*Stated problem*. Reproduce the following material line for line, with no change to its wording or punctuation.

*Excerpted data*.
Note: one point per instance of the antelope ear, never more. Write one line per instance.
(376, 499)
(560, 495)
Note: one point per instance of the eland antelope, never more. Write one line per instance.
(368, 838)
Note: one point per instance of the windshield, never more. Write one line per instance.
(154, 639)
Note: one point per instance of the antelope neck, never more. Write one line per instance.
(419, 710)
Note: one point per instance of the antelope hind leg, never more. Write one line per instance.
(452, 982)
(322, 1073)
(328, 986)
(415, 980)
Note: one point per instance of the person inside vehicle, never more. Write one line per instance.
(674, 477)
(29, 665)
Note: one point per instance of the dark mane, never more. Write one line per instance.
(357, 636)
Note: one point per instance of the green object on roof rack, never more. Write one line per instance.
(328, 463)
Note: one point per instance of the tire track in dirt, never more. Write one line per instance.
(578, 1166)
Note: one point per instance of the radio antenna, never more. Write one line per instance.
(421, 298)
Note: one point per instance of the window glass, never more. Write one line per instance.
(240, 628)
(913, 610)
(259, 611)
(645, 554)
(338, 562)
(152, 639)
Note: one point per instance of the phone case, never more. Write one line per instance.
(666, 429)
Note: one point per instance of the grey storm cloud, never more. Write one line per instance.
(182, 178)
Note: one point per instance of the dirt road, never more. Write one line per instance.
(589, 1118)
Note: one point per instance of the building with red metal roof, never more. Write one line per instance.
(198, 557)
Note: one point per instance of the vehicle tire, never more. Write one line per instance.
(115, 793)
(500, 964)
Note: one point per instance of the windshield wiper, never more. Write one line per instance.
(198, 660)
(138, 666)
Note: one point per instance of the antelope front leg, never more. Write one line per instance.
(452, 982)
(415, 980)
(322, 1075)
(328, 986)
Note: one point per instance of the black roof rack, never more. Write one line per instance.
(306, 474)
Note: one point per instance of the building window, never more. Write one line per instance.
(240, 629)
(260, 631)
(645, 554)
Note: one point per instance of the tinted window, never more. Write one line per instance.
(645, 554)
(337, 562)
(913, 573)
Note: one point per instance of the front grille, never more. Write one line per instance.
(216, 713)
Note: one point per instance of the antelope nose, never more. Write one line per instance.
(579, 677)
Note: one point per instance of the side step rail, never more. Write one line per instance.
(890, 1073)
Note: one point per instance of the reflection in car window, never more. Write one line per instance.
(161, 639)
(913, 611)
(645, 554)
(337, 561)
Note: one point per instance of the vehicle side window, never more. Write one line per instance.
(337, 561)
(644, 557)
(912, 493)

*Task output*.
Note: one point per instance of the antelope ear, never more. Write one line per instance.
(376, 499)
(560, 495)
Note: one point per instance of the eland antelope, never more. Write one line per instance.
(368, 838)
Note: one point per instance of the windshield, never more. Write one line per instance.
(154, 639)
Note: one point per instance of the antelope neck, never more. Write one line per instance.
(419, 710)
Note: one point per instance of the antelope hind leg, never more. Write one line per instance.
(452, 982)
(322, 1073)
(328, 986)
(415, 980)
Note: one point per instance of the person inside vehicle, never more. Write one line per instance.
(674, 477)
(29, 665)
Note: one point per instance of the dark mane, never more. Write one line per instance.
(357, 636)
Note: one point per instance of the green object on roof rack, never more. Write one line per instance.
(328, 463)
Note: one point per instance of the tire track in dirt, never more. Write one line per instance.
(578, 1166)
Note: one point per instance of the radio antenna, never more. Write one line per instance.
(421, 298)
Note: one point per instance of the window glass, never more. Write one line per instance.
(240, 628)
(913, 610)
(259, 611)
(645, 554)
(338, 562)
(152, 639)
Note: one point per instance of the phone case, never more. Write one line per instance.
(666, 429)
Note: one point per instance of the grey storm cloud, never more. Write one line per instance.
(182, 178)
Note: one point per instance of the dirt road, never more. Write one line per instance.
(589, 1118)
Note: one point per instance of the building with red metal roof, never more. Write one line per instance.
(198, 557)
Note: one point per instance of the vehicle tire, never more. Write one line per instance.
(115, 793)
(500, 964)
Note: one point per instance of the windshield wiper, never more. Write one line per instance.
(198, 660)
(138, 666)
Note: one point per instance of the antelope front leg, never more. Write one line per instance.
(452, 982)
(415, 980)
(322, 1075)
(328, 986)
Note: one point per instance of the black roof rack, never more. Write one line per instance.
(306, 474)
Note: one point per instance of the building window, never more. Write one line per instance.
(240, 629)
(260, 631)
(645, 554)
Note: one point per instance of the tinted window, never more. Write one line per instance.
(645, 554)
(337, 562)
(913, 573)
Note: one point per instance of the front grille, never more. Write one line per instance.
(216, 713)
Note: one point per instance of the antelope nose, never more. Write one line per instance.
(579, 677)
Note: one point per instance of the side step rail, never more. Write one line per instance.
(890, 1073)
Note: one point per instance of the reflection in car window, never more. Write one line per instance.
(161, 639)
(913, 611)
(645, 554)
(337, 561)
Note: one point per instance of the vehicle side window, never more. Write one line per instance.
(337, 561)
(644, 557)
(912, 493)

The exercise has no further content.